| TASK DIRECTIONS |
Print each of the records below word for word, omitting the pictures.

| PROVIDED RECORDS |
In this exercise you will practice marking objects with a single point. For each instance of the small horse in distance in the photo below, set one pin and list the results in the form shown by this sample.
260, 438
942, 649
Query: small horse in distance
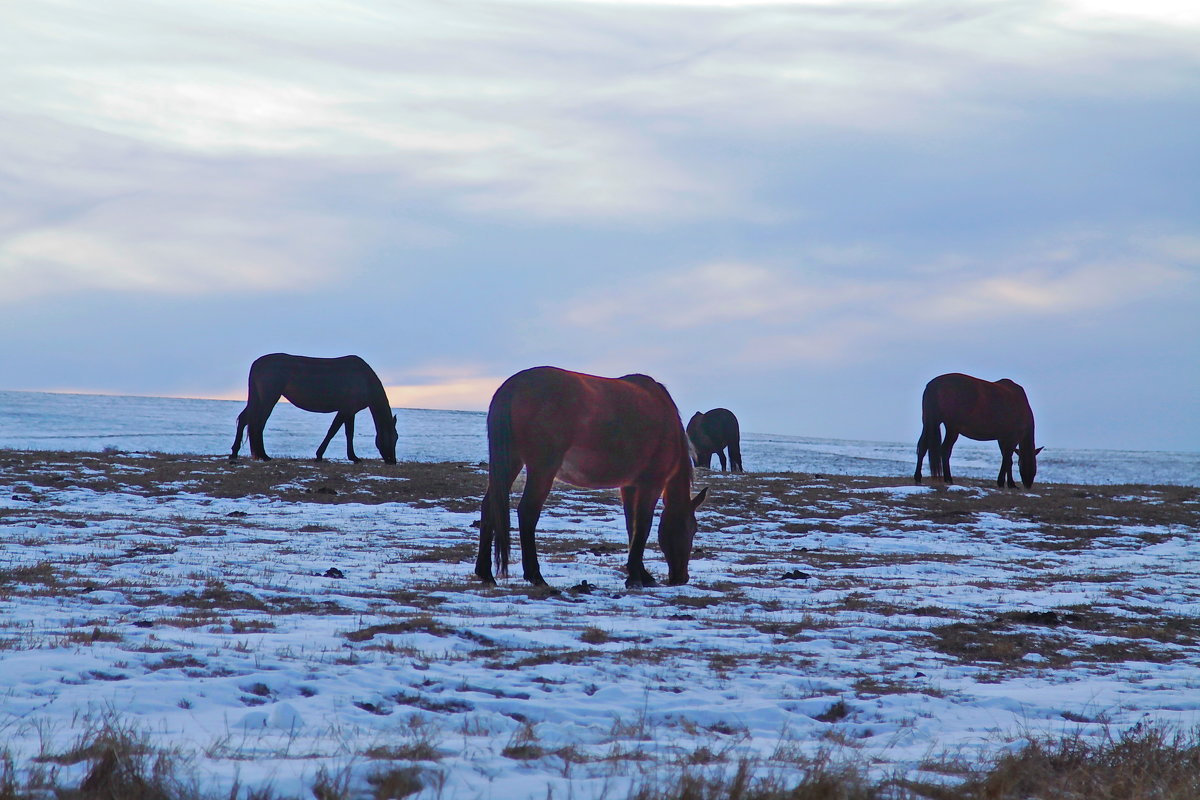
598, 433
983, 410
712, 433
345, 386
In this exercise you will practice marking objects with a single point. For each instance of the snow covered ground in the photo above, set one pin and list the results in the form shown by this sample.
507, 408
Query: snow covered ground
273, 636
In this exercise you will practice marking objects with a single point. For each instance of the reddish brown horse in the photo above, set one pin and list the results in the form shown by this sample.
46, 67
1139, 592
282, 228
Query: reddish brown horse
593, 432
977, 409
345, 385
713, 433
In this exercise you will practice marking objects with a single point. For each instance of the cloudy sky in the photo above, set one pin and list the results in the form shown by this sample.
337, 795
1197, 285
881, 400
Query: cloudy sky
802, 211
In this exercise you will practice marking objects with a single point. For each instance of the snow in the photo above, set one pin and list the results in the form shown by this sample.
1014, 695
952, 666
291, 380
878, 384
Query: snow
210, 625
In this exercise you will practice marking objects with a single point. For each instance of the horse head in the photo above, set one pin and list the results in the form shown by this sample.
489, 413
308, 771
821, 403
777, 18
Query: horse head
387, 435
677, 529
1027, 461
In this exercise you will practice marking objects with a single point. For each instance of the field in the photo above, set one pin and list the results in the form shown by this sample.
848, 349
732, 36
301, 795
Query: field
292, 629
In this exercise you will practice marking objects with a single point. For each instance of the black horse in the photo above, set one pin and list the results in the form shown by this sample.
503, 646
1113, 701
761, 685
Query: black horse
712, 433
978, 409
345, 385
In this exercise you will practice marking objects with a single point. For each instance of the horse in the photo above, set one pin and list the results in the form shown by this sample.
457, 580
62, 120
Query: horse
598, 433
983, 410
712, 433
345, 386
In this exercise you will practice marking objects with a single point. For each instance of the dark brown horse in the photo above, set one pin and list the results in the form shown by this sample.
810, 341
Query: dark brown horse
982, 410
593, 432
712, 433
345, 386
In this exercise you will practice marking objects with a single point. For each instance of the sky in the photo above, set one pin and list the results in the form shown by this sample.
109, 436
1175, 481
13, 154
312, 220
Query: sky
799, 211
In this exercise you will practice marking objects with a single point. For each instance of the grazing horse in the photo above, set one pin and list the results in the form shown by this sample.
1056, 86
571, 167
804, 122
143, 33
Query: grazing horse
345, 385
982, 410
712, 433
597, 433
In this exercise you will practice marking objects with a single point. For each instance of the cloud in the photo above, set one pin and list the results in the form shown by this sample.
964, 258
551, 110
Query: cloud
559, 110
443, 386
165, 242
819, 313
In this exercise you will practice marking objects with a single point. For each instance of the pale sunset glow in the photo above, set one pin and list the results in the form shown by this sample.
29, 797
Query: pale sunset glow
801, 211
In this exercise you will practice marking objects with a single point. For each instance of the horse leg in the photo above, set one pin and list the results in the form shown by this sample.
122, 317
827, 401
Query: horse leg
538, 483
257, 425
349, 437
1006, 465
947, 446
639, 519
736, 457
237, 439
329, 437
495, 523
628, 498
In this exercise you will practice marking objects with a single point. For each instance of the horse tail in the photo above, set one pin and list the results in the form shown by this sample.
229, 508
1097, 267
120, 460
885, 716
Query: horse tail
499, 458
933, 435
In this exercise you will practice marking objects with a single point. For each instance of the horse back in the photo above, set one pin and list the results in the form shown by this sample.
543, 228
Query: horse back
603, 432
316, 384
978, 409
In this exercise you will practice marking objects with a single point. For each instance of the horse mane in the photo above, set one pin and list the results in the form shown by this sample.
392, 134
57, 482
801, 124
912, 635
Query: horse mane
648, 383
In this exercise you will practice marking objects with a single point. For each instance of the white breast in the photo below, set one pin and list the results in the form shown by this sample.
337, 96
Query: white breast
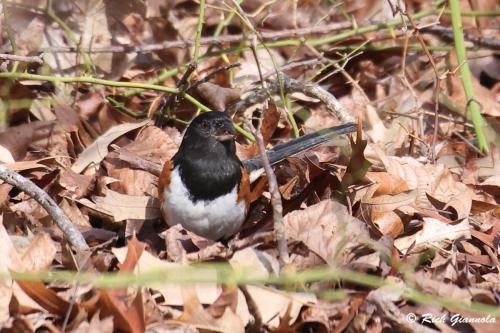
214, 219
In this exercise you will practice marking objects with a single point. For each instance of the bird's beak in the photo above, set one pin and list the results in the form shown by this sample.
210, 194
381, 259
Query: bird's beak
225, 134
225, 137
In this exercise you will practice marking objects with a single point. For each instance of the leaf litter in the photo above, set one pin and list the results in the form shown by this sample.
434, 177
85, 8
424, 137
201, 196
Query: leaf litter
375, 203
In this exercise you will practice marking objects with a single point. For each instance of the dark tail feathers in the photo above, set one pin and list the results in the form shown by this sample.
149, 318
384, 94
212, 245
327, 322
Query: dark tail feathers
295, 146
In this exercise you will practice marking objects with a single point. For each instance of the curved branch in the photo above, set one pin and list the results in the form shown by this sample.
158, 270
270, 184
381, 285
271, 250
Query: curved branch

| FULL SOLUTION |
In this exercise you will practice marking objects with a single point. For each instance of the small horse in distance in the photo below, set one pin and list the results in the form shown by this sample.
260, 438
942, 649
Query: small horse in distance
598, 433
983, 410
712, 433
345, 386
In this exercise you will practice marking objects with a single point. For each instance of the snow covered ground in the photo above, set one pin and list the results in the form shown by this sample.
507, 408
Query: snow covered ground
273, 636
In this exercise you will practice marking objects with a single point. For each instance of the reddish brown horse in the photo above, set one pin and list the results in the form shown by this sample.
46, 67
1139, 592
282, 228
Query: reddish brown horse
593, 432
977, 409
345, 385
713, 433
In this exercise you will practice marking objects with a single point. For each instance of the cloudy sky in the photo above, set one pin and list the results in the form shown by this sample.
337, 795
1197, 285
881, 400
Query: cloudy sky
802, 211
In this exercise you will practice marking objects with a single point. For each instance of the snow in the photo above, set one pin and list the results in the form shown by this sample.
1014, 695
952, 666
291, 380
878, 384
Query: snow
210, 625
In this exercise you will practice marking objects with a single point. For each instance of the horse head in the photo above, set one pin and list the results in the form shown by this sample.
489, 413
308, 771
821, 403
777, 18
Query: horse head
387, 435
677, 529
1027, 461
In this exercise you will practice marking objects with a single point. For each instance of the field in the photo above, set one pin and list the results in the form shown by this sample.
848, 349
732, 36
301, 795
Query: field
292, 629
In this exercise you will practice marking objects with a single point. For each instance of the black horse in the photo above, set one pin and list the results in the form shown by this sample.
503, 646
1113, 701
761, 685
Query: black horse
712, 433
978, 409
345, 385
In this exercise you will practice marking objects with a single point. For each instance of the horse in the photo above, set one pin and list the results in the form shown by this sample.
457, 580
62, 120
Query: horse
598, 433
983, 410
712, 433
345, 386
In this exercise you will practice marking objects with a single point. For each instance of the dark brown horse in the photo above, set one pin and list the results in the form shown by this sample.
810, 341
Query: dark brown horse
982, 410
593, 432
712, 433
345, 386
In this exercise you will practice marking objects with a single point. For each instance of the sky in the photo above, set one pin and list the results in the form shown by this sample.
109, 436
1175, 481
13, 154
312, 220
Query: sky
799, 211
In this exercise you will practice marking objects with a single point. For each instance of the grazing horse in the photo above, set one pin and list the results in the form shown by this sample.
1056, 86
571, 167
804, 122
143, 33
Query: grazing horse
345, 385
982, 410
712, 433
597, 433
In this exercise you will practice marking objects with a single point. For each instance of the cloud in the photo above, set one pin and list the results in the form shown by this sample.
964, 258
551, 110
Query: cloud
559, 110
443, 386
165, 242
819, 313
In this exercise you will practice marking objects with a single point. For each instance of the pale sunset glow in the photo above, set one pin and list the results in the form shown by this sample.
29, 797
Query: pale sunset glow
801, 211
In this exercise you will practice marking objects with a single point. For each instance of the horse leg in the photo above, set one pin and list the results in the form shown by this sample.
122, 317
827, 401
Query: horse leg
538, 483
257, 425
349, 437
1006, 465
947, 446
639, 519
736, 457
237, 439
329, 437
495, 523
628, 498
In this exercise you will practice marking objects with a single point. For each instance of the horse tail in the photo above, set one pin and list the results in the form shown by this sample.
229, 508
1097, 267
120, 460
885, 716
Query: horse tail
499, 458
933, 435
In this exercise you will practice marking objects with a single point. For each instance of the horse back in the photo above, set one pin and list the results in the form shown by this sample.
543, 228
Query: horse back
603, 432
316, 384
978, 409
In this exercise you will practice marking objects with a single point. For each instance of the horse mane in the photo above, set one pin and list the results in the form shown by this sample.
392, 134
57, 482
801, 124
912, 635
Query: horse mane
648, 383
In this exercise you will practice marking objects with a single point. For each instance of the white breast in the photo below, set one pin and list the results in the form shown by this sample.
337, 96
Query: white breast
214, 219
In this exercise you will practice marking objects with a single point. For each instance of the bird's beak in the photo above, set one pin and list the results in the form shown by this sample.
210, 194
381, 259
Query: bird's beak
225, 134
225, 137
In this exercise you will practice marking objects with a single point. For each instance of the leaf litter in the photo above, set one pin and list the results in the form shown by this sample.
434, 177
85, 8
424, 137
201, 196
Query: leaf litter
375, 203
In this exercise you will practice marking objects with a single point. For each instance of the dark tail feathers in the photo above, set one pin and list the results in the form shown by this sample.
149, 318
384, 94
212, 245
327, 322
Query: dark tail feathers
295, 146
In this exercise you will practice marking objects with a single point. For each instance of the curved branch in the photo above, set one pin and list the results in the form shown by this sample.
158, 270
270, 184
381, 285
271, 250
Query: curved branch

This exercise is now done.